### PROBLEM TO SOLVE
Print the records exactly as given.

[Items listed in a dataset]
——————————

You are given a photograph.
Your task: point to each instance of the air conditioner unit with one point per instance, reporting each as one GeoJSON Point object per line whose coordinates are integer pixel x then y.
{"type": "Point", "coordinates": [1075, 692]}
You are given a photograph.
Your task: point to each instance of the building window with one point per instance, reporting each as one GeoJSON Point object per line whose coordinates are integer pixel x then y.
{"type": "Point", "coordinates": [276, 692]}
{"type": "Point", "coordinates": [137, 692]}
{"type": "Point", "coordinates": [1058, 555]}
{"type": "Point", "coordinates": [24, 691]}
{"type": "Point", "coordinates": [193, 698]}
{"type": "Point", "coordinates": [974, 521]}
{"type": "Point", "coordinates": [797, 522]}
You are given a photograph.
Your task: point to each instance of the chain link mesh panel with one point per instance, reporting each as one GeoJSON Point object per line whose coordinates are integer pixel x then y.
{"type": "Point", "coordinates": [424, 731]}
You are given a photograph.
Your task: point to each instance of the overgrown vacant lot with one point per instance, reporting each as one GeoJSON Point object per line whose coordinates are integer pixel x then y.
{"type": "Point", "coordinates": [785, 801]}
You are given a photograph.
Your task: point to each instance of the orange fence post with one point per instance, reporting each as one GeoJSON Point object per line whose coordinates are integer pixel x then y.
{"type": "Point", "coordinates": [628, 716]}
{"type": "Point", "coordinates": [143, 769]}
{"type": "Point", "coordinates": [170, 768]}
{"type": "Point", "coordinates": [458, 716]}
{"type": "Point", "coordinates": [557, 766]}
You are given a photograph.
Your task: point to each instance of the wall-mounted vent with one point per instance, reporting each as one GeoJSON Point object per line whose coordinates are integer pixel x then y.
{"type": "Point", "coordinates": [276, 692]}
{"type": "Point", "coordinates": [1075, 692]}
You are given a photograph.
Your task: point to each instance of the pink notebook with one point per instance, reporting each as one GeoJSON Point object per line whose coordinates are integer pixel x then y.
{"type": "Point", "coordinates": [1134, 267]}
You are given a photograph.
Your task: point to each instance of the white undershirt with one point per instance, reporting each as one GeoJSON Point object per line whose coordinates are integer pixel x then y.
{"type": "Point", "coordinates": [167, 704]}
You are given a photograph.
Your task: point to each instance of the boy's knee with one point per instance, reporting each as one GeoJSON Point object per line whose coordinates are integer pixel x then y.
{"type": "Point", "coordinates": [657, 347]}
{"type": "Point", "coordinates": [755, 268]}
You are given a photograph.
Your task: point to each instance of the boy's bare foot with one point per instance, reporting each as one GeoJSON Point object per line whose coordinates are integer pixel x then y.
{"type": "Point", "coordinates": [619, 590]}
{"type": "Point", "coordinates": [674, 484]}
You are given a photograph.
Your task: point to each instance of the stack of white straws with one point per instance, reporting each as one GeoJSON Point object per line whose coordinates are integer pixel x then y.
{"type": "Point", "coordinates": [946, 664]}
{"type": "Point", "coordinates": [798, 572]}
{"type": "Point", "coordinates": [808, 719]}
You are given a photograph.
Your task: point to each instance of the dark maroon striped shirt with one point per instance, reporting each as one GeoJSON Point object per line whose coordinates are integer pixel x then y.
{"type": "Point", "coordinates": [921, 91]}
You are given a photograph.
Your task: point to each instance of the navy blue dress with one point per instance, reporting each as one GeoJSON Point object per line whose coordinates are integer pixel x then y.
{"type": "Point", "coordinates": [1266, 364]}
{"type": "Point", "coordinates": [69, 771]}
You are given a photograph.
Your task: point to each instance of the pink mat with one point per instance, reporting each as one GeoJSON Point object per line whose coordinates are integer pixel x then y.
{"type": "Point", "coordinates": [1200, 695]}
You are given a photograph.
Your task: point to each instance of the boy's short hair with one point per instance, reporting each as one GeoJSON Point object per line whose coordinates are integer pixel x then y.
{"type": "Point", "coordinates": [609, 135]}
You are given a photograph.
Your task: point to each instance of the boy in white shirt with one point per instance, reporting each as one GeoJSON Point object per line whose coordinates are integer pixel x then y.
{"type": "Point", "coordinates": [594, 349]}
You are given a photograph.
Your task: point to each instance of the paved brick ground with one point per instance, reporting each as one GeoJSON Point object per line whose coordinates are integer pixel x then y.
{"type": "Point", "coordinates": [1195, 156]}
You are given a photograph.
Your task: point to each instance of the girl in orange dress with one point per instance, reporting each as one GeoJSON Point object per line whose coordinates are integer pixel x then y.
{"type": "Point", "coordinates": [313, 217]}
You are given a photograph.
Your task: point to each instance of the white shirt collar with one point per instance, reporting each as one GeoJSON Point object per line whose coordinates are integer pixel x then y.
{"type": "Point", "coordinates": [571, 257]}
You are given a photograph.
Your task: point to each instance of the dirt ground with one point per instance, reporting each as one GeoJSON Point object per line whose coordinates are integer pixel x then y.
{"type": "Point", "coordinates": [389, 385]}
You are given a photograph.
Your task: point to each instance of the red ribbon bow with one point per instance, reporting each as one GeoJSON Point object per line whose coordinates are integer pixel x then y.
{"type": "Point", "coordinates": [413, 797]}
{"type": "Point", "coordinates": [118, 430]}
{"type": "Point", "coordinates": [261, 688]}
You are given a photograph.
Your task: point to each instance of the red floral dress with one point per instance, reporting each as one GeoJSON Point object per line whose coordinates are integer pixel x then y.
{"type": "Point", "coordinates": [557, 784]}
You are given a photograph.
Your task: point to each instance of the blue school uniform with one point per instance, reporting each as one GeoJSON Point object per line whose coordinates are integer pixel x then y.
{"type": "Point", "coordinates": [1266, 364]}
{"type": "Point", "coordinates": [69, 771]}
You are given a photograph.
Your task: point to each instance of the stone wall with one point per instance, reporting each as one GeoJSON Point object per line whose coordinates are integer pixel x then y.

——————————

### WRITTEN REPLY
You are given a photograph.
Your task: point to each instance of the air conditioner unit with one point per instance, reporting each as one GeoJSON Point object per line whose coordinates are integer pixel x then y.
{"type": "Point", "coordinates": [1075, 692]}
You are given a photograph.
Your task: point to each instance of the building window with one point per instance, reporting each as one GeoJSON Point object per line whose coordinates are integer pixel x then y.
{"type": "Point", "coordinates": [276, 692]}
{"type": "Point", "coordinates": [137, 692]}
{"type": "Point", "coordinates": [1058, 555]}
{"type": "Point", "coordinates": [24, 691]}
{"type": "Point", "coordinates": [193, 698]}
{"type": "Point", "coordinates": [974, 521]}
{"type": "Point", "coordinates": [797, 522]}
You are given a photograph.
Your task: point to each instance of the chain link mesh panel with one point per instance, reporting each as one GeoJSON Point object per line whose coordinates are integer pixel x then y.
{"type": "Point", "coordinates": [424, 731]}
You are given a photograph.
Your task: point to each instance of the overgrown vacant lot with one point per instance, reporting each as one GeoJSON Point object per line whose coordinates are integer pixel x then y.
{"type": "Point", "coordinates": [785, 801]}
You are given a photograph.
Your task: point to each instance of the orange fence post with one point per instance, reporting each as one GeoJSON Point object per line whose coordinates are integer pixel x then y.
{"type": "Point", "coordinates": [628, 716]}
{"type": "Point", "coordinates": [143, 769]}
{"type": "Point", "coordinates": [170, 768]}
{"type": "Point", "coordinates": [458, 716]}
{"type": "Point", "coordinates": [557, 766]}
You are given a photograph.
Your task: point to each instance of the wall-mounted vent with one point per instance, reporting each as one GeoJSON Point object per line whose coordinates are integer pixel x then y.
{"type": "Point", "coordinates": [276, 692]}
{"type": "Point", "coordinates": [1075, 692]}
You are given a photograph.
Your task: point to each instance of the pink notebook with one point per instance, reporting each as one GeoJSON Point object per line whose coordinates are integer pixel x then y.
{"type": "Point", "coordinates": [1134, 267]}
You are given a photograph.
Your task: point to each instance of the white undershirt with one point per instance, reporting each as one GeoJSON Point object per line whose coordinates are integer pixel x then y.
{"type": "Point", "coordinates": [167, 704]}
You are given a photograph.
Your task: point to each instance of the boy's knee with one point per instance, reporting each as one GeoJSON Point object per line whose coordinates are integer pixel x then y.
{"type": "Point", "coordinates": [657, 347]}
{"type": "Point", "coordinates": [755, 268]}
You are given a photograph.
Your task: point to each instance of the boy's bare foot with one point per instance, reporting each as one GeoJSON Point object per line whose coordinates are integer pixel x then y.
{"type": "Point", "coordinates": [619, 590]}
{"type": "Point", "coordinates": [674, 484]}
You are given a photograph.
Your task: point to each instance of the stack of white straws with one point per instance, reporting each as one GeoJSON Point object per line whose coordinates are integer pixel x then y.
{"type": "Point", "coordinates": [946, 664]}
{"type": "Point", "coordinates": [798, 572]}
{"type": "Point", "coordinates": [808, 719]}
You are given a photograph.
Your task: point to each instance of the dark maroon striped shirt with one point per instance, reporting each as one GeoJSON Point object per line whose coordinates are integer pixel x then y.
{"type": "Point", "coordinates": [921, 91]}
You are given a photograph.
Your task: point to each instance of the navy blue dress with one point per instance, reporting each as one GeoJSON Point object per line whose coordinates are integer pixel x then y.
{"type": "Point", "coordinates": [1266, 364]}
{"type": "Point", "coordinates": [69, 771]}
You are given a photograph.
Your task: point to each instance of the pink mat with one point per instance, reporting each as one GeoJSON Point object per line whose coordinates are integer pixel x then y.
{"type": "Point", "coordinates": [1200, 695]}
You are given a photograph.
Your task: point to each instance of the boy's short hair with one point per instance, reporting each as one GeoJSON Point object per line whose coordinates are integer pixel x then y.
{"type": "Point", "coordinates": [609, 135]}
You are given a photograph.
Your task: point to each instance of the boy in white shirt with one point per instance, reporting each as one GeoJSON Point object per line whose coordinates are integer pixel x then y.
{"type": "Point", "coordinates": [594, 349]}
You are given a photograph.
Your task: point to each instance of the paved brick ground with one point per instance, reporting each as one GeoJSON Point object per line whose coordinates are integer pixel x then y.
{"type": "Point", "coordinates": [1195, 156]}
You are given a photograph.
Your task: point to each instance of the girl in orange dress with one point per instance, reporting each as one GeoJSON Point object per line whose coordinates are integer pixel x then y.
{"type": "Point", "coordinates": [313, 217]}
You are given a photograph.
Your task: point to each instance of the white shirt collar with one point per instance, reporting each as one GeoJSON Point object per line whose coordinates are integer pixel x then y.
{"type": "Point", "coordinates": [571, 257]}
You are given a photograph.
Your task: point to each instance of the dirt ground with one point per instance, reporting each as one GeoJSON Point object per line whose coordinates are integer pixel x then y.
{"type": "Point", "coordinates": [389, 385]}
You are given a photograph.
Your task: point to each instance of the red ribbon bow with one point per instance, reporting each as one GeoJSON Point object per line whose coordinates are integer pixel x then y.
{"type": "Point", "coordinates": [413, 797]}
{"type": "Point", "coordinates": [118, 430]}
{"type": "Point", "coordinates": [261, 688]}
You are given a photograph.
Your task: point to each instance of the red floral dress with one point per instance, reporting each as one GeoJSON Point object per line whose coordinates are integer pixel x then y.
{"type": "Point", "coordinates": [557, 784]}
You are given a photograph.
Your task: point to each instance of the blue school uniform with one point per instance, reporting each as one GeoJSON Point object per line whose coordinates are integer pixel x then y.
{"type": "Point", "coordinates": [1266, 364]}
{"type": "Point", "coordinates": [69, 771]}
You are given a photograph.
Your task: point to each instance of the stone wall with one point per instance, reporting each as one GeoJSON Point object per line whose coordinates are integer pixel x then y.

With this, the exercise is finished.